The Georgian Intelligence Service (GIS) (, sakartvelos dazvervis samsakhuri) is a national intelligence agency of Georgia, with its headquarters in Tbilisi. The current head of the service is Shalva Lomidze, appointed in 2020.

The GIS is directly subordinated to the Prime Minister of Georgia. It is responsible for providing national security intelligence assessment and conducting counter-intelligence duties abroad.

History
After the declaration of independence from the Soviet Union in 1991, Georgia established its own intelligence agency, the Service for Information and Intelligence (საინფორმაციო–სადაზვერვო სამსახური), on the basis of the Soviet-era Committee for State Security. The Georgian KGB was notable in that it was considered to be the one of the most effective of the KGB's regional Soviet branches, under the command of Aleksi Inauri and Givi Gumbaridze for most of its existence. From 1993 to 1997, the SII functioned as the Chief Directorate for Foreign Intelligence (საგარეო დაზვერვის მთავარი სამმართველო) under the Ministry for State Security. On September 19, 1997, the agency was transformed into an independent State Intelligence Department (დაზვერვის სახელმწიფო დეპარტამენტი), with two regional divisions for Adjara and Abkhazia. Being briefly under the Ministry for State Security from 2004 to 2005, the agency was again made independent as the Foreign Intelligence Special Service (საგარეო დაზვერვის სპეციალური სამსახური) on January 24, 2005. The current name—Georgian Intelligence Service—was adopted in compliance with the new intelligence legislation passed in the Parliament of Georgia on April 27, 2010.

» **Required work**
1) What names has the Georgian agency held since independence in 1991, according to the text on the Georgian Intelligence Service? Give the English forms.
2) Update the text on the Georgian Intelligence Service by writing it out again, beginning at the words "The Georgian Intelligence" and stopping after "counter-intelligence duties abroad.", with "Tbilisi" changed to "the capital".
3) Answer these questions from the text on the Georgian Intelligence Service:
(a) Who currently heads the service, and in what year was he appointed?
(b) On what date did the agency become the State Intelligence Department?
(c) Which two regional divisions did the State Intelligence Department have?
The records that come next have no connection to the text on the Georgian Intelligence Service.

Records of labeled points
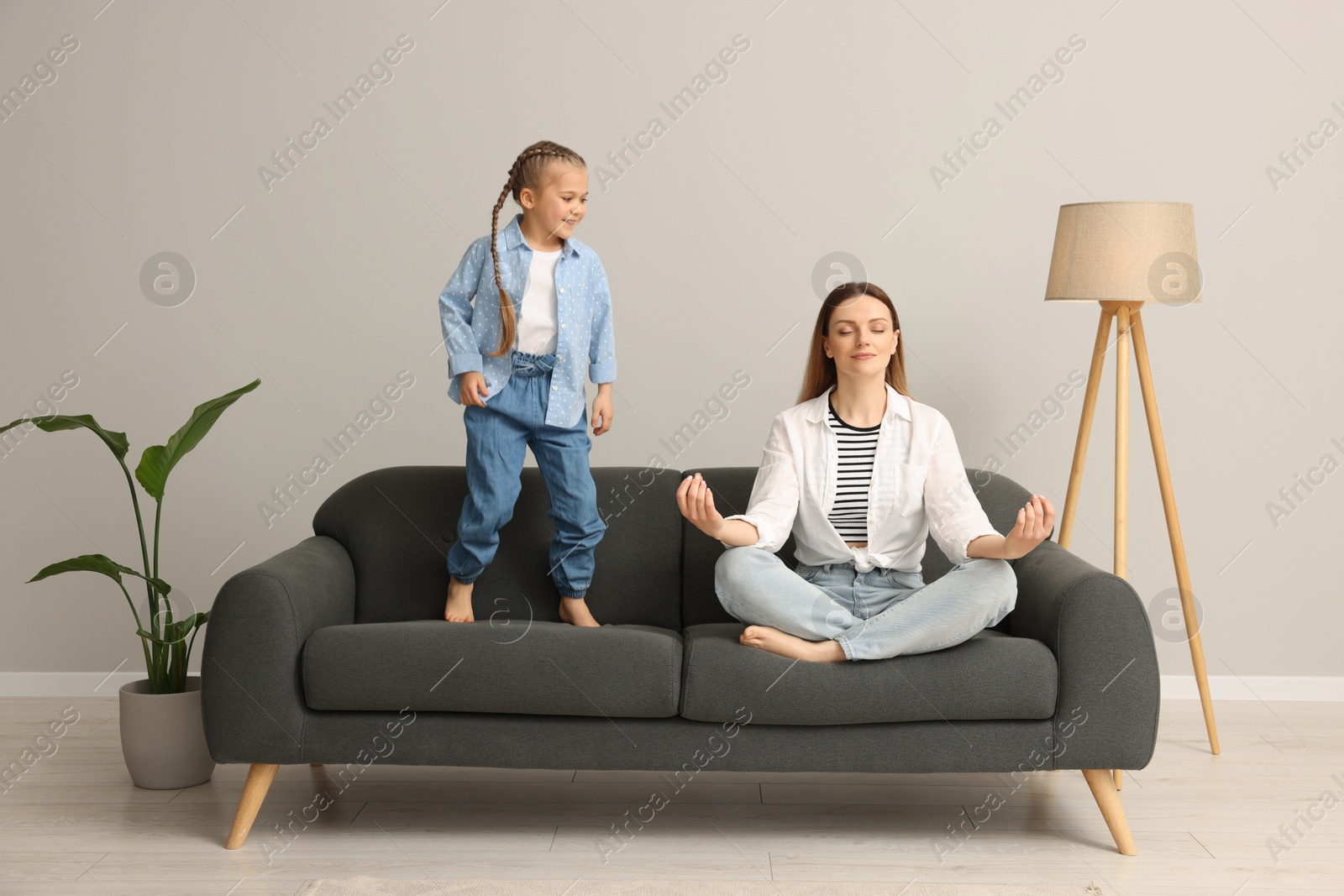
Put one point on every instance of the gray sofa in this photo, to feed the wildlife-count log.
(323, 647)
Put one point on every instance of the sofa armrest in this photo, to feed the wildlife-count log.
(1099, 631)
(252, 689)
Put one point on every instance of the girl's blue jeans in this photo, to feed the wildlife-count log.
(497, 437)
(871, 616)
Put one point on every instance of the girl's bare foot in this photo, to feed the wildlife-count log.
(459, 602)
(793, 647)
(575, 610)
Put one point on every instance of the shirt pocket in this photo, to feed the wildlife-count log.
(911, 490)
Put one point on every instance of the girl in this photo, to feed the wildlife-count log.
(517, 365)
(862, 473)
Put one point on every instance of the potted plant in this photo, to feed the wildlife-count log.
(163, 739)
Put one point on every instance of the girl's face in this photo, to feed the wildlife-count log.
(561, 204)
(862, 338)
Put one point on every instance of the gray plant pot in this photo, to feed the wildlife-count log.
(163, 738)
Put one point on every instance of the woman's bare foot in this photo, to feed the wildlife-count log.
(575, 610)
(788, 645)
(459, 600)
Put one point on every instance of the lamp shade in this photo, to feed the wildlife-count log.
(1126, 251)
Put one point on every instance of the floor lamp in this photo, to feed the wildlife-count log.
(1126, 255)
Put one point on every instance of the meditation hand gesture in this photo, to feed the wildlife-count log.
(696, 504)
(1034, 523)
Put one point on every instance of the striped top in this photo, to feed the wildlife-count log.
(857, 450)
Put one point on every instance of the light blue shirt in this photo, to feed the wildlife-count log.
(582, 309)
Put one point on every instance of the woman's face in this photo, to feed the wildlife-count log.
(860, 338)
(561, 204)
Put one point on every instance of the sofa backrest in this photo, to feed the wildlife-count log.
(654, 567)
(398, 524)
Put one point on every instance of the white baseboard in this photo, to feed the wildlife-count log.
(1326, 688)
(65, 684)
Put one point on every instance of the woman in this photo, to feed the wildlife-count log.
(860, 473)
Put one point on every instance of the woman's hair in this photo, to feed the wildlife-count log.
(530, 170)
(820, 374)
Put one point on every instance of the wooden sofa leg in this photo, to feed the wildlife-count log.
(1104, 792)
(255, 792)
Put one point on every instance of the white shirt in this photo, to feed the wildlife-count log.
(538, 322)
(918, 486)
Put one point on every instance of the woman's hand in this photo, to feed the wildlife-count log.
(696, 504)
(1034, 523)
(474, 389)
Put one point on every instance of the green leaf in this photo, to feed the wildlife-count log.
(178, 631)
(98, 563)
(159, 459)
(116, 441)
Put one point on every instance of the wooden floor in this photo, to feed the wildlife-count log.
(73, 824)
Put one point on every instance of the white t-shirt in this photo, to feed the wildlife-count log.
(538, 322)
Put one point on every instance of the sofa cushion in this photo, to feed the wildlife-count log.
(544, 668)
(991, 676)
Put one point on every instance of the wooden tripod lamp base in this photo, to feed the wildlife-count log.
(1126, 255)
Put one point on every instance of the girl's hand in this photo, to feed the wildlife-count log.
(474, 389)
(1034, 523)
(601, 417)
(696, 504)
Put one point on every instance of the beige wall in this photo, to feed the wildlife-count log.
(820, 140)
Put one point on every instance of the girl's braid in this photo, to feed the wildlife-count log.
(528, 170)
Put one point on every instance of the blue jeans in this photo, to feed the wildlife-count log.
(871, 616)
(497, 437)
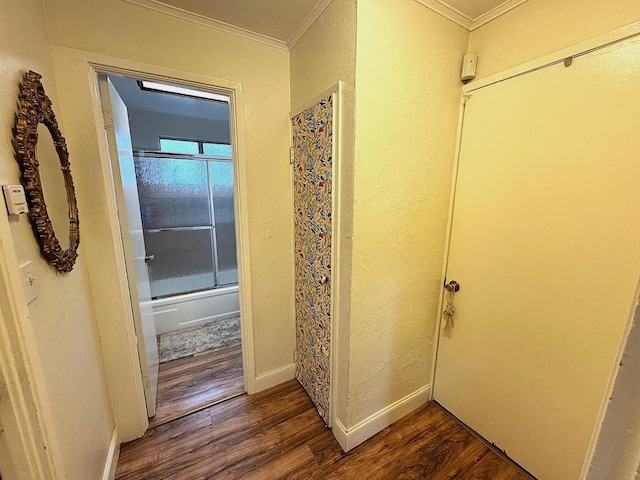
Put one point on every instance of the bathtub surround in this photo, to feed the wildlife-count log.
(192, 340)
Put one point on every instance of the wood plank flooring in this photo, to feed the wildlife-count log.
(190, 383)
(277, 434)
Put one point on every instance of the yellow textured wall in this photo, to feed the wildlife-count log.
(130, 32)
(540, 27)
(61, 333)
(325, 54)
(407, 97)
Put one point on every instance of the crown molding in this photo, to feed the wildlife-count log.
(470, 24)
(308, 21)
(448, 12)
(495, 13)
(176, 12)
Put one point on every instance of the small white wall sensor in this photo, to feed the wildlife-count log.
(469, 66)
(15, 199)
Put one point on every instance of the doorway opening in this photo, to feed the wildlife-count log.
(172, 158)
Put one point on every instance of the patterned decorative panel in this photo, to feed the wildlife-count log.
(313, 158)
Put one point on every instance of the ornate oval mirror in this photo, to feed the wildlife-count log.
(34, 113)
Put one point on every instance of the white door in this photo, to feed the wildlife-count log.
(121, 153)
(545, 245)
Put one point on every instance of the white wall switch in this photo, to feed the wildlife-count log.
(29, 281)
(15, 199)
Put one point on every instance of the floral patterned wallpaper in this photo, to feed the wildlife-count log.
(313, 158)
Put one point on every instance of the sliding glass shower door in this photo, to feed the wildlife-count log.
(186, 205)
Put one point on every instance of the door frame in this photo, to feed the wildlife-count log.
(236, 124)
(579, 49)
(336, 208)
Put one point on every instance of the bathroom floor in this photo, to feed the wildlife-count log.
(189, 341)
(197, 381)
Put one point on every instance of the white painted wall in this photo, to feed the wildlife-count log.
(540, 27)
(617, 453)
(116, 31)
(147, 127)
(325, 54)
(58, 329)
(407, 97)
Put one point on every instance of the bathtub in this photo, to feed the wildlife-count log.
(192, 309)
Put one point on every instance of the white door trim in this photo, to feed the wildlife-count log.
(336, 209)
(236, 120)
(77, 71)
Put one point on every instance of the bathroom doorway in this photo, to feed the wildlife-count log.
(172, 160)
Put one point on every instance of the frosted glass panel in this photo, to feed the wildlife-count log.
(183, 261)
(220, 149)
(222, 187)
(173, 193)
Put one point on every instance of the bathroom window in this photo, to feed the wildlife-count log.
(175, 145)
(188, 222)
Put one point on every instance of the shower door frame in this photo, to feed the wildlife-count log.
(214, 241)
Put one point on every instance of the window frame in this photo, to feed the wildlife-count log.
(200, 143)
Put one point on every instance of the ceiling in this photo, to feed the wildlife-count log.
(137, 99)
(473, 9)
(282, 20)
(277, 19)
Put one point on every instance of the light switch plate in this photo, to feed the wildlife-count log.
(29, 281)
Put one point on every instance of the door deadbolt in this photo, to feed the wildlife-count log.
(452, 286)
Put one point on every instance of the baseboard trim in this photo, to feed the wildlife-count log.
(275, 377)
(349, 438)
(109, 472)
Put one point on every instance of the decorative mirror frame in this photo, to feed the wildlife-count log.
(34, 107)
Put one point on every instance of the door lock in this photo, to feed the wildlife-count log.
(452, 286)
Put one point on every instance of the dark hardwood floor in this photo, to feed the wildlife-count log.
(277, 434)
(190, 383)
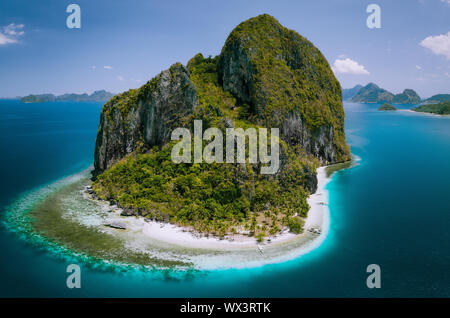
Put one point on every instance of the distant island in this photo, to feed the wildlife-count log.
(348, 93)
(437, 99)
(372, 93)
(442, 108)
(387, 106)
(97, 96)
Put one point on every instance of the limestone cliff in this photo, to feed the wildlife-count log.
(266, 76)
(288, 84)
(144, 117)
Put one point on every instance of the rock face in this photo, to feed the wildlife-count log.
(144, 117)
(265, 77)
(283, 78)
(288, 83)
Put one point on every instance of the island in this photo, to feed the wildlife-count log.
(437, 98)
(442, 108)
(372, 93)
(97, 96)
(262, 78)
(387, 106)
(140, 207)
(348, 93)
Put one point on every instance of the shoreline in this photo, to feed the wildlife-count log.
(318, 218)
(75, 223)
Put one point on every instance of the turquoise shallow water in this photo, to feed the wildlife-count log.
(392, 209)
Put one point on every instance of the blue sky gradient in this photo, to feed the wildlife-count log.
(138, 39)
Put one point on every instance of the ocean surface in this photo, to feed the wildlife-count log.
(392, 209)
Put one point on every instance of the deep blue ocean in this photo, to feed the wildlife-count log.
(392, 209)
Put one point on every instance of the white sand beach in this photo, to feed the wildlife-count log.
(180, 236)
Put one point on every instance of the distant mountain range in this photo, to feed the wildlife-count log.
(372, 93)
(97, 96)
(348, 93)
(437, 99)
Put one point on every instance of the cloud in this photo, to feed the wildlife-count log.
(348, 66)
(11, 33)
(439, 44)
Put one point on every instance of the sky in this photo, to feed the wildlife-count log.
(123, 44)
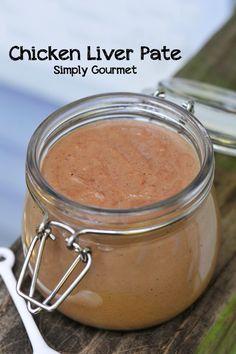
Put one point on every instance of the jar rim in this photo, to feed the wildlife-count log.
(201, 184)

» **Responses per task**
1)
Service for Information and Intelligence
Chief Directorate for Foreign Intelligence
State Intelligence Department
Foreign Intelligence Special Service
Georgian Intelligence Service

2)
The Georgian Intelligence Service (GIS) (, sakartvelos dazvervis samsakhuri) is a national intelligence agency of Georgia, with its headquarters in the capital. The current head of the service is Shalva Lomidze, appointed in 2020.

The GIS is directly subordinated to the Prime Minister of Georgia. It is responsible for providing national security intelligence assessment and conducting counter-intelligence duties abroad.

3)
(a) Shalva Lomidze, appointed in 2020.
(b) September 19, 1997.
(c) Adjara and Abkhazia.